Goal of the exercise:
Please turn the lines below into a Markdown table with the columns "Row" and "Line," numbering each row and leaving out any blank lines.

Data listing:
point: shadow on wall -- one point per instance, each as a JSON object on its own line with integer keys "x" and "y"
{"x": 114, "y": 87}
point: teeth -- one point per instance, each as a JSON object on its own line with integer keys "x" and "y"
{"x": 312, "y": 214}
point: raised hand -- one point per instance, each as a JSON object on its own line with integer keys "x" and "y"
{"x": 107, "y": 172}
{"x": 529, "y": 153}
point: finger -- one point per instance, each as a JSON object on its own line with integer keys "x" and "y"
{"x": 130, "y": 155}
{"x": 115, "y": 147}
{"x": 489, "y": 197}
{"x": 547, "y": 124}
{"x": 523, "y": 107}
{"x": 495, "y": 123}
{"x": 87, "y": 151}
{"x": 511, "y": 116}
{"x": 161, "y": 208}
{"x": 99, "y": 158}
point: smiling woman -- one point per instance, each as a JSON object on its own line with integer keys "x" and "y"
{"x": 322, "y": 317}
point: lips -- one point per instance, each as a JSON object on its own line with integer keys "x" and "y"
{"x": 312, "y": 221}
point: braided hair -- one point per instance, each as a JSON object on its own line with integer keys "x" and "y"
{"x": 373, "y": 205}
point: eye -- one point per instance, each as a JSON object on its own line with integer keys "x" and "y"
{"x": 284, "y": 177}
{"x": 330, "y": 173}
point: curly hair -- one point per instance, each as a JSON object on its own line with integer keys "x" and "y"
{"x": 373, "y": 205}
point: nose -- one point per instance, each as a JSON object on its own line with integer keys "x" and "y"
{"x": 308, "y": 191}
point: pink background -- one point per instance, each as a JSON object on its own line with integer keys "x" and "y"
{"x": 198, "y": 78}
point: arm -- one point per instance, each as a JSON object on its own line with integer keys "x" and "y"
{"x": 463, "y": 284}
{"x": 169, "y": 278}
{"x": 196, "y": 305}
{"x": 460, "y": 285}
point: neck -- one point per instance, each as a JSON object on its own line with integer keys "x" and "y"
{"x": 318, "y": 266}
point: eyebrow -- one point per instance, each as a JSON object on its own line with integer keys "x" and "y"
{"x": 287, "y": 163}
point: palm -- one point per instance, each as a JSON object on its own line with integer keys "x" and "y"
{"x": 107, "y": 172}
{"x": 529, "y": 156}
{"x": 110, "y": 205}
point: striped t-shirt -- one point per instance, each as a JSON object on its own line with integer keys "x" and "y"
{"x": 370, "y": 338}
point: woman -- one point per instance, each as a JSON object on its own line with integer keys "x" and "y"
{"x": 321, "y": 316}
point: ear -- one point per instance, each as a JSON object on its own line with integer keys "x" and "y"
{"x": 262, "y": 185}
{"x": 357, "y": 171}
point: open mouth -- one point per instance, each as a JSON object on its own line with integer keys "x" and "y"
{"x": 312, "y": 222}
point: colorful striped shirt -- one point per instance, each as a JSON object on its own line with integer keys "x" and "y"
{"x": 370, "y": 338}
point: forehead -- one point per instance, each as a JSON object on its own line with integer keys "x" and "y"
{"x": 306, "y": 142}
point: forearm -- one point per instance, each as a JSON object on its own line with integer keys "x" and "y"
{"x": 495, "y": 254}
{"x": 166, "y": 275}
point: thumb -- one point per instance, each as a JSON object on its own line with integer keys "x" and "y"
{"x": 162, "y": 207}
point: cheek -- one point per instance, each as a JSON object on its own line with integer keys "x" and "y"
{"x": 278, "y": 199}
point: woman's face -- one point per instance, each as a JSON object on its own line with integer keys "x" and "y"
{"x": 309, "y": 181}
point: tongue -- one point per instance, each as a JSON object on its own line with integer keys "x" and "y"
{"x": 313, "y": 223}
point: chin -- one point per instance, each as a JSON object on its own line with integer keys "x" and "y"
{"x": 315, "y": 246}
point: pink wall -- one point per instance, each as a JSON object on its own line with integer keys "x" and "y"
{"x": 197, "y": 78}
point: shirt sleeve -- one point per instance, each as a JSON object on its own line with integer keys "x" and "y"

Solved problem:
| Row | Line |
|---|---|
| 1 | point: shadow on wall -- one point per instance, each as a JSON object on its own line with integer keys "x" and "y" |
| 2 | {"x": 114, "y": 87} |
| 3 | point: teeth -- one point per instance, each as a JSON object on its own line with integer keys "x" and "y" |
| 4 | {"x": 312, "y": 214} |
| 5 | point: raised hand -- one point per instance, each as a JSON object on its own line with integer keys "x" and "y" |
| 6 | {"x": 107, "y": 172} |
| 7 | {"x": 529, "y": 153} |
| 8 | point: finger -- one point per instance, each as a JSON object on its own line with integer keys "x" and "y" |
| 9 | {"x": 130, "y": 155} |
| 10 | {"x": 115, "y": 147} |
| 11 | {"x": 489, "y": 197} |
| 12 | {"x": 547, "y": 124} |
| 13 | {"x": 523, "y": 107} |
| 14 | {"x": 495, "y": 123} |
| 15 | {"x": 87, "y": 151} |
| 16 | {"x": 511, "y": 116} |
| 17 | {"x": 161, "y": 208} |
| 18 | {"x": 99, "y": 158} |
| 19 | point: smiling woman -- one point per instance, each as a JSON object on its own line with integer keys "x" and "y" |
| 20 | {"x": 322, "y": 317} |
| 21 | point: lips -- one point per instance, each as a JSON object on its own line with integer keys "x" and "y" |
| 22 | {"x": 312, "y": 221} |
| 23 | point: braided hair -- one point per instance, each as a JSON object on its own line with integer keys "x" and "y" |
| 24 | {"x": 373, "y": 205} |
| 25 | point: eye -- one point per instance, each as a JSON object on its own line with integer keys "x" and "y" |
| 26 | {"x": 284, "y": 177} |
| 27 | {"x": 330, "y": 173} |
| 28 | point: curly hair -- one point per instance, each as a JSON object on its own line with integer keys "x" and "y" |
| 29 | {"x": 373, "y": 205} |
| 30 | point: nose -- one point per instance, each as a JSON object on its own line with integer keys "x" and "y" |
| 31 | {"x": 308, "y": 191} |
| 32 | point: pink background -- one point per instance, each as a JSON object on its own line with integer keys "x" and "y" |
| 33 | {"x": 198, "y": 78} |
| 34 | point: arm -- one point per instance, each as a JSON object on its own line with integer keys "x" and "y" |
| 35 | {"x": 463, "y": 284} |
| 36 | {"x": 169, "y": 278} |
| 37 | {"x": 196, "y": 305} |
| 38 | {"x": 460, "y": 285} |
| 39 | point: neck -- one point per instance, each as a JSON object on its own line with integer keys "x" and "y" |
| 40 | {"x": 318, "y": 266} |
| 41 | point: eyebrow -- one point per instance, each as a JSON object on its own line with integer keys "x" and "y" |
| 42 | {"x": 287, "y": 163} |
| 43 | point: palm -- one point per instance, each as a JSON object on its own line with integer keys "x" and "y" |
| 44 | {"x": 107, "y": 172} |
| 45 | {"x": 529, "y": 156} |
| 46 | {"x": 110, "y": 205} |
| 47 | point: striped t-shirt -- one point per instance, each as a JSON object on its own line with integer keys "x" and "y" |
| 48 | {"x": 370, "y": 338} |
| 49 | point: woman -- one point per instance, each as a JSON object on its own line with integer keys "x" and "y" |
| 50 | {"x": 321, "y": 316} |
| 51 | point: ear -- one point per instance, each as a JSON object on its own line with integer keys "x" and "y" |
| 52 | {"x": 262, "y": 185} |
| 53 | {"x": 357, "y": 171} |
| 54 | point: open mouth -- one point per instance, each as a JSON object on its own line with integer keys "x" and "y" |
| 55 | {"x": 312, "y": 222} |
| 56 | point: colorful striped shirt -- one point per instance, each as a JSON object on its own line with integer keys "x" and "y" |
| 57 | {"x": 370, "y": 338} |
| 58 | point: forehead -- one point per instance, each as a JSON object on its own line with integer keys "x" and "y" |
| 59 | {"x": 306, "y": 142} |
| 60 | point: forearm -- one point per instance, each as a JSON object on its own line with integer keys "x" and "y" |
| 61 | {"x": 495, "y": 254} |
| 62 | {"x": 166, "y": 275} |
| 63 | point: thumb -- one point per instance, each as a JSON object on its own line with integer keys "x" and "y" |
| 64 | {"x": 162, "y": 207} |
| 65 | point: cheek -- one point per instance, each as a JSON object on its own line with integer keys "x" and "y" |
| 66 | {"x": 278, "y": 199} |
| 67 | point: woman's face -- one point per instance, each as a JSON object on its own line with integer keys "x" and "y" |
| 68 | {"x": 309, "y": 181} |
| 69 | point: tongue -- one point per instance, each as a JSON object on its own line with integer keys "x" and "y" |
| 70 | {"x": 313, "y": 223} |
| 71 | point: chin -- one point per instance, each as a JSON object on its own line with integer keys "x" and "y" |
| 72 | {"x": 315, "y": 246} |
| 73 | point: pink wall -- one point per instance, each as a JSON object on its own line with integer keys "x" and "y" |
| 74 | {"x": 197, "y": 78} |
| 75 | point: shirt sleeve -- one point per instance, each as a JSON object on its own line with integer keys "x" and "y" |